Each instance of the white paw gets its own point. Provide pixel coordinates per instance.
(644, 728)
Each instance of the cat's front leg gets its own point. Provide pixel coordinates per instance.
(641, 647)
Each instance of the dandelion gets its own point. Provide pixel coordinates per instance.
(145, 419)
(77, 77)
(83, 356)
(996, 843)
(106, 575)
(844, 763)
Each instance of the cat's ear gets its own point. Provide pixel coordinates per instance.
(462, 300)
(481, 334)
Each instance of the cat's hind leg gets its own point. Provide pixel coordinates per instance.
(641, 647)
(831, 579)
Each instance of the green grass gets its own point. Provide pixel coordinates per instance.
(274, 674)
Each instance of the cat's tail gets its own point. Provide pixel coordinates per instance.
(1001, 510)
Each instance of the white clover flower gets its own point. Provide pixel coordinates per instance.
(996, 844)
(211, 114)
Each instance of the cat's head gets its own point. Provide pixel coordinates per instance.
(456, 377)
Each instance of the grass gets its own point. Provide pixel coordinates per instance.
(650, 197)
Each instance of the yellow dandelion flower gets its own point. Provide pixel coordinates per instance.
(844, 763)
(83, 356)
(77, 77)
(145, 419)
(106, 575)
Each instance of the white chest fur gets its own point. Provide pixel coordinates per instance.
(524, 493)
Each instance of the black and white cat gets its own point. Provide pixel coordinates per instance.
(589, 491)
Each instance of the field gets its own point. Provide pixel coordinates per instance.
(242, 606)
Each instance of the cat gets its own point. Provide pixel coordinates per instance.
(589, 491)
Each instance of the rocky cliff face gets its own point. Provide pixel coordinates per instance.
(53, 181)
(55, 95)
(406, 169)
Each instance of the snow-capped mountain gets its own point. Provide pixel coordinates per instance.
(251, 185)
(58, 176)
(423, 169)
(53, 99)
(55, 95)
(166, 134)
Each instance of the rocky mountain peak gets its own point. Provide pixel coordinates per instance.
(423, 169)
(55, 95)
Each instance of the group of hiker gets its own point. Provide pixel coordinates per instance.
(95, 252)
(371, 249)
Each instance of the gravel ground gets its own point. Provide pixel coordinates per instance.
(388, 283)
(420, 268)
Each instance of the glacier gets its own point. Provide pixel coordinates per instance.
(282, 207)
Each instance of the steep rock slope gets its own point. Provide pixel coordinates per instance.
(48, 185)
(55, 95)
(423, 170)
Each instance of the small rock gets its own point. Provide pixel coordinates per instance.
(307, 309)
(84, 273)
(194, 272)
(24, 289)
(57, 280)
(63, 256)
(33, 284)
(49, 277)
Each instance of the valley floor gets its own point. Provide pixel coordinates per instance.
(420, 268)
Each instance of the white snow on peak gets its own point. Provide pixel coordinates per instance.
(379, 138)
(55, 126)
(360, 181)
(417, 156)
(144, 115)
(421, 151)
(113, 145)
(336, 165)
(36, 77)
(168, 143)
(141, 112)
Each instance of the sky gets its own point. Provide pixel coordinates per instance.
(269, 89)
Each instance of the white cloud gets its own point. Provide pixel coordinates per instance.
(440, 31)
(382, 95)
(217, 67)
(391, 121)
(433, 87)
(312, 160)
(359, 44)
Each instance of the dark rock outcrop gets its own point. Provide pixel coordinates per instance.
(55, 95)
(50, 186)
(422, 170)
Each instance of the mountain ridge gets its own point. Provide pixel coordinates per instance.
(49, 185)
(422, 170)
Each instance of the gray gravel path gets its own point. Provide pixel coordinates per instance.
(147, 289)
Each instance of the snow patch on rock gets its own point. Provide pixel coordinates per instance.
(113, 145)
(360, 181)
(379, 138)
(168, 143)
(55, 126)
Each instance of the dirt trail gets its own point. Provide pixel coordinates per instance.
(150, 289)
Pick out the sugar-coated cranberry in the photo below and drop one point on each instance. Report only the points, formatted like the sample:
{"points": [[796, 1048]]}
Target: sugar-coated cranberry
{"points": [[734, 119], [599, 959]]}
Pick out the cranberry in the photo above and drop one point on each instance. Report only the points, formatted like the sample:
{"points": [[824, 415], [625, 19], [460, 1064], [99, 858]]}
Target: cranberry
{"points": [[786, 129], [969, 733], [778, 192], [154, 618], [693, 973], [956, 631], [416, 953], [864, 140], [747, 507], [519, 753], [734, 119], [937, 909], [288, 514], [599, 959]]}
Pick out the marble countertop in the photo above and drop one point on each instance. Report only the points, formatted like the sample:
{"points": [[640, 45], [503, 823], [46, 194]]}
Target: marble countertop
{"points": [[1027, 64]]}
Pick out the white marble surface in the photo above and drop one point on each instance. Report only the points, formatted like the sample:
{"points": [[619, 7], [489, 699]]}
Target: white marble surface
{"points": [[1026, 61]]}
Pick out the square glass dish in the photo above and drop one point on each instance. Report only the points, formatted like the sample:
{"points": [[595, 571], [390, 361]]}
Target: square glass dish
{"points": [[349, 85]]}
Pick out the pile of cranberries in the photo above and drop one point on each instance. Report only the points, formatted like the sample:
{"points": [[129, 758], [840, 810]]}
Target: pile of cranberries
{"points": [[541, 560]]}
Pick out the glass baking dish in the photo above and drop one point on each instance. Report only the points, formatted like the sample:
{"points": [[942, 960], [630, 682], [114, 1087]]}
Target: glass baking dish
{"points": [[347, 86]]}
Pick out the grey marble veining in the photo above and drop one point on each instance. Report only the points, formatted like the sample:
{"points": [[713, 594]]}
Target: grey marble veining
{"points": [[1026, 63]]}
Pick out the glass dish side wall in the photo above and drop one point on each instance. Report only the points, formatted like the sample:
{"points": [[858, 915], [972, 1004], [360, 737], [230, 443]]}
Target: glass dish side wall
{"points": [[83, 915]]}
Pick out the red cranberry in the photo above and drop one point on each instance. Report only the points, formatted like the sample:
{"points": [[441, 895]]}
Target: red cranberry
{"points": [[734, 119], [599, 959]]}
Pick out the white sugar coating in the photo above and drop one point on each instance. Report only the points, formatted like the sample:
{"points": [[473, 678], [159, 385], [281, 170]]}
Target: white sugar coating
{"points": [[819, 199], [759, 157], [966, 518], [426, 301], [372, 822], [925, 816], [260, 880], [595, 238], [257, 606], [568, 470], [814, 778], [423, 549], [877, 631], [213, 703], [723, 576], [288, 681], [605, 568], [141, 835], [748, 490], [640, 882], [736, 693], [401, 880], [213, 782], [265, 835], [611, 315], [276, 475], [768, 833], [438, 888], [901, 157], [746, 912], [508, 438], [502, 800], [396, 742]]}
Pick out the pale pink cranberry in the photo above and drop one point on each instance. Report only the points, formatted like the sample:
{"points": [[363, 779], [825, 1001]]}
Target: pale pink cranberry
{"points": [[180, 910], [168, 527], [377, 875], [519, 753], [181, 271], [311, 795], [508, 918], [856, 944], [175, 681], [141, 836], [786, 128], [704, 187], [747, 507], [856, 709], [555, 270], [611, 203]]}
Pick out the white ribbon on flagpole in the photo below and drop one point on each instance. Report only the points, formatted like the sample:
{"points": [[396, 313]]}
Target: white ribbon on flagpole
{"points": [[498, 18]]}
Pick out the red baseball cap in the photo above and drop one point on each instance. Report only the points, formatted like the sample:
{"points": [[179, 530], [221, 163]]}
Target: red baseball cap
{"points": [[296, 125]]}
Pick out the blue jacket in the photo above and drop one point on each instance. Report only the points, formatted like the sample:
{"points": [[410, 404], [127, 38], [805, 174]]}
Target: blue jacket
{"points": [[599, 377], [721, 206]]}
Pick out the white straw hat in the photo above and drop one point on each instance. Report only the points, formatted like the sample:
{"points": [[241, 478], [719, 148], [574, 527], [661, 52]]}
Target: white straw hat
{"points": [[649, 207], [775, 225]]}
□ □ □ □ □ □ □
◆ Written exercise ◆
Print every entry exactly as written.

◆ Full answer ◆
Each instance of the white paw gets its own point. Provide pixel coordinates per instance.
(644, 728)
Each instance of the cat's front leg gets its own point. Provide pixel coordinates per instance.
(641, 647)
Each instance of the dandelion gets its own point. Provide pixel coordinates per instance.
(145, 419)
(77, 77)
(83, 356)
(996, 843)
(106, 575)
(844, 763)
Each instance of the cat's ear gets its own point. Provide pixel coordinates per instance.
(462, 300)
(481, 334)
Each instance of the cat's hind leg gets its own point. Provide pixel coordinates per instance.
(641, 647)
(831, 579)
Each instance of the green grass gets its own point. Provide pixel coordinates per instance.
(274, 674)
Each instance of the cat's tail gets its own point. Provide pixel coordinates per instance.
(1001, 510)
Each instance of the white clover flower gets its own point. Provide pixel coordinates per instance.
(996, 844)
(211, 114)
Each instance of the cat's head gets its own point. Provide pixel coordinates per instance.
(456, 377)
Each instance of the grass gets its own point. Provide pixel coordinates per instance.
(650, 197)
Each instance of the yellow dandelion flower gets its own point. Provide pixel coordinates per instance.
(844, 763)
(83, 356)
(77, 77)
(145, 419)
(106, 575)
Each instance of the white chest fur gets its own point. Provide pixel coordinates per instance.
(524, 493)
Each instance of the black and white cat gets its own point. Provide pixel coordinates per instance.
(589, 491)
Each instance of the field gets its own point. Provide pixel coordinates per instance.
(242, 606)
Each instance of the cat gets its own point. Provide pixel coordinates per instance.
(589, 491)
Each instance of the rocky cliff face gets its own point. Provide pixel coordinates per instance.
(53, 181)
(55, 95)
(406, 169)
Each instance of the snow-capped mountain gets its own point. Provide pixel coordinates per instance.
(251, 185)
(58, 176)
(423, 169)
(53, 99)
(55, 95)
(166, 134)
Each instance of the rocky mountain peak gets its own point. Provide pixel coordinates per instance.
(423, 169)
(55, 95)
Each instance of the group of hiker gets its own point. Provide pixel coordinates per instance.
(95, 252)
(371, 249)
Each instance of the gravel ground gets its own point. Provide pixel coordinates per instance.
(388, 283)
(420, 268)
Each instance of the glacier gets its own point. Provide pixel coordinates per instance.
(282, 207)
Each instance of the steep rock slope gets its own point. Provide pixel coordinates per instance.
(48, 185)
(55, 95)
(423, 170)
Each instance of the small rock gets its own point. Provide pixel coordinates per instance.
(307, 309)
(84, 273)
(194, 272)
(24, 289)
(57, 280)
(63, 256)
(33, 284)
(49, 277)
Each instance of the valley floor gets its own point. Provide pixel coordinates per instance.
(420, 268)
Each instance of the white snow on peak gets its own point. Provide pixel coordinates per instance.
(379, 138)
(55, 126)
(360, 181)
(417, 156)
(144, 115)
(421, 151)
(113, 145)
(336, 165)
(36, 77)
(168, 143)
(141, 112)
Each instance of the sky gets its own point. Provide pixel coordinates per instance.
(269, 89)
Each instance of the white cloud gets its own point. Provide pixel coordinates per instance.
(440, 31)
(382, 95)
(217, 67)
(391, 121)
(433, 87)
(312, 160)
(359, 44)
Each instance of the dark rock outcrop gets its own point. Provide pixel coordinates per instance.
(55, 95)
(50, 186)
(422, 170)
Each instance of the mountain ridge gets its own point. Provide pixel coordinates per instance.
(49, 185)
(422, 170)
Each instance of the gray gravel path gets its own point. Provide pixel coordinates per instance.
(147, 289)
Each instance of the snow patch on rock gets its own point. Provide pixel coordinates per instance.
(113, 145)
(360, 181)
(379, 138)
(168, 143)
(55, 126)
Each instance of the dirt trail gets its own point. Provide pixel coordinates per instance.
(150, 289)
Pick out the sugar-coated cranberry in the photo below and drop one point on each instance. Report only the points, formatted like the sample:
{"points": [[796, 1048]]}
Target: sugar-coated cranberry
{"points": [[734, 119], [599, 959]]}
Pick out the cranberry in the photo above and drop one point on each instance. Report only the points, formatted like the sample:
{"points": [[824, 415], [625, 19], [460, 1064], [99, 858]]}
Target: cranberry
{"points": [[786, 129], [969, 733], [778, 192], [154, 618], [693, 973], [956, 631], [416, 953], [864, 140], [747, 507], [519, 753], [734, 119], [937, 909], [288, 514], [599, 959]]}
Pick out the marble countertop in the photo above and drop one point on each instance. Report only the points, formatted like the sample:
{"points": [[640, 45], [503, 823], [46, 194]]}
Target: marble countertop
{"points": [[1027, 64]]}
Pick out the white marble surface in the photo above and drop one point on each instance. Report only the points, formatted like the sample:
{"points": [[619, 7], [489, 699]]}
Target: white marble surface
{"points": [[1026, 61]]}
Pick out the square glass dish in the photo above and drop one point on each instance. Report only the points, formatted like the sample:
{"points": [[595, 571], [390, 361]]}
Target: square glass dish
{"points": [[349, 85]]}
Pick out the pile of cranberries in the photo above and drop one point on each instance. Report only the points, formatted like the sample:
{"points": [[129, 758], [840, 810]]}
Target: pile of cranberries
{"points": [[541, 560]]}
Pick out the glass baking dish in the photo above and drop one point on each instance. Report only the points, formatted like the sample:
{"points": [[942, 960], [630, 682], [114, 1087]]}
Target: glass baking dish
{"points": [[347, 86]]}
Pick out the grey marble veining in the photo above and drop one point on each instance. Report only the points, formatted like the sample:
{"points": [[713, 594]]}
Target: grey marble veining
{"points": [[1026, 63]]}
Pick out the glass dish side wall in the photo above and drop one point on each instance. Report only the points, formatted like the sample:
{"points": [[858, 915], [972, 1004], [360, 737], [230, 443]]}
Target: glass dish side wall
{"points": [[83, 915]]}
Pick out the red cranberry in the photo above and drop one point on each instance. Report only the points, formatted like the sample:
{"points": [[441, 895]]}
Target: red cranberry
{"points": [[734, 119], [599, 959]]}
Pick out the white sugar coating in the photo above and drop one point on each instance. Report only the points, formatted like the sample:
{"points": [[473, 678], [159, 385], [281, 170]]}
Target: white sugar coating
{"points": [[819, 199], [759, 157], [966, 518], [426, 301], [372, 822], [925, 816], [260, 880], [595, 238], [257, 606], [568, 470], [814, 778], [423, 549], [877, 631], [213, 703], [723, 576], [288, 681], [605, 568], [141, 835], [748, 490], [640, 882], [736, 693], [401, 880], [213, 782], [265, 835], [611, 315], [276, 475], [768, 833], [438, 888], [901, 157], [746, 912], [508, 438], [502, 800], [396, 742]]}
Pick out the pale pink cranberry in the photo above and drop one point on each instance. Report only the points, formatted like the sample:
{"points": [[363, 779], [825, 1001]]}
Target: pale pink cranberry
{"points": [[180, 910], [168, 527], [377, 875], [519, 753], [181, 271], [311, 795], [508, 918], [856, 944], [175, 681], [141, 836], [786, 128], [704, 187], [747, 507], [856, 709], [555, 270], [611, 203]]}
Pick out the white ribbon on flagpole in the photo below and drop one point on each instance. Report only the points, formatted like the sample:
{"points": [[396, 313]]}
Target: white ribbon on flagpole
{"points": [[498, 18]]}
Pick out the red baseball cap in the photo above and drop one point on each instance. Report only the points, formatted like the sample:
{"points": [[179, 530], [221, 163]]}
Target: red baseball cap
{"points": [[296, 125]]}
Pick out the blue jacket in the photo above and drop one point on each instance. Report only the points, formatted like the sample:
{"points": [[410, 404], [127, 38], [805, 174]]}
Target: blue jacket
{"points": [[599, 377], [721, 206]]}
Pick out the white straw hat in the photo above and drop one point on each instance. Report only the points, formatted like the sample:
{"points": [[241, 478], [719, 148], [574, 527], [661, 52]]}
Target: white straw hat
{"points": [[649, 207], [775, 225]]}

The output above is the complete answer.